___ Selected extract

Exhibit 99.1

 

 

Antero Reports Mid-Year 2014 Reserves

 

·                  Mid-year 2014 proved reserves increased by 19% to 9.1 Tcfe (13% liquids) from year-end 2013

·                  Proved developed reserves increased by 37% to 2.8 Tcfe (12% liquids)

·                  Pre-tax PV10 of proved reserves including hedges increased by 28% to $9.0 billion

·                  3P reserves increased by 7% to 37.5 Tcfe (15% liquids)

·                  Pre-tax PV10 of 3P reserves including hedges increased by 24% to $26.4 billion

·                  Utica Shale dry gas position increased to 146,000 net acres and 9.5 Tcf of net resource

 

Denver, CO, July 15, 2014 Antero Resources (NYSE: AR) (“Antero” or the “Company”) today announced that proved reserves at June 30, 2014 were 9.1 Tcfe, a 19% increase compared to proved reserves at December 31, 2013, in each case assuming ethane rejection.  Proved, probable and possible (“3P”) reserves at June 30, 2014 totaled 37.5 Tcfe, which represents a 7% increase compared to December 31, 2013, assuming ethane rejection. Antero’s June 30, 2014 proved and 3P reserves excluded 356 and 1,425 million barrels of ethane, respectively, due to the relationship between assumed ethane and natural gas prices which indicate ethane will be rejected as of June 30, 2014. The Company’s proved and 3P reserves also excluded any reserves attributable to the Utica dry gas resource in West Virginia or Pennsylvania.

 

Antero’s reserves at June 30, 2014 were prepared by its internal reserve engineers and have not been reviewed or audited by its independent reserve engineers.

 

Proved Reserves

 

As of June 30, 2014, proved reserves increased by 19% from year-end 2013 to 9.1 Tcfe, of which 87% were natural gas, 12% were natural gas liquids (“NGLs”) and 1% was oil.  The Marcellus Shale accounted for 94% of proved reserves and the Utica Shale accounted for the remaining 6%.  Of the 1.5 Tcfe of proved reserves added in the six months ended June 30, 2014, 1.3 Tcfe was attributed to the Marcellus Shale.  NGLs and oil increased by 49 million barrels and 6 million barrels, respectively, due to Antero’s drilling program targeting liquids-rich locations in the Marcellus and Utica Shale plays.  Positive performance revisions of 85 Bcfe were primarily due to improved Marcellus well performance from shorter stage length (“SSL”) completions offset by the reclassification of 23 dry gas locations, representing 199 Bcfe, from proved undeveloped to the probable category due to the SEC’s five-year development rule.

______
___ Information provided

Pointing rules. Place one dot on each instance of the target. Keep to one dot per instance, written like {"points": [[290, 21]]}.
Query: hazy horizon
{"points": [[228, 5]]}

______

Brief — Print everything in the Antero mid-year 2014 reserves release above from "Exhibit 99.1" down to "Tcfe (12% liquids)", without changing a word.

Result of this exercise —
Exhibit 99.1

 

 

Antero Reports Mid-Year 2014 Reserves

 

·                  Mid-year 2014 proved reserves increased by 19% to 9.1 Tcfe (13% liquids) from year-end 2013

·                  Proved developed reserves increased by 37% to 2.8 Tcfe (12% liquids)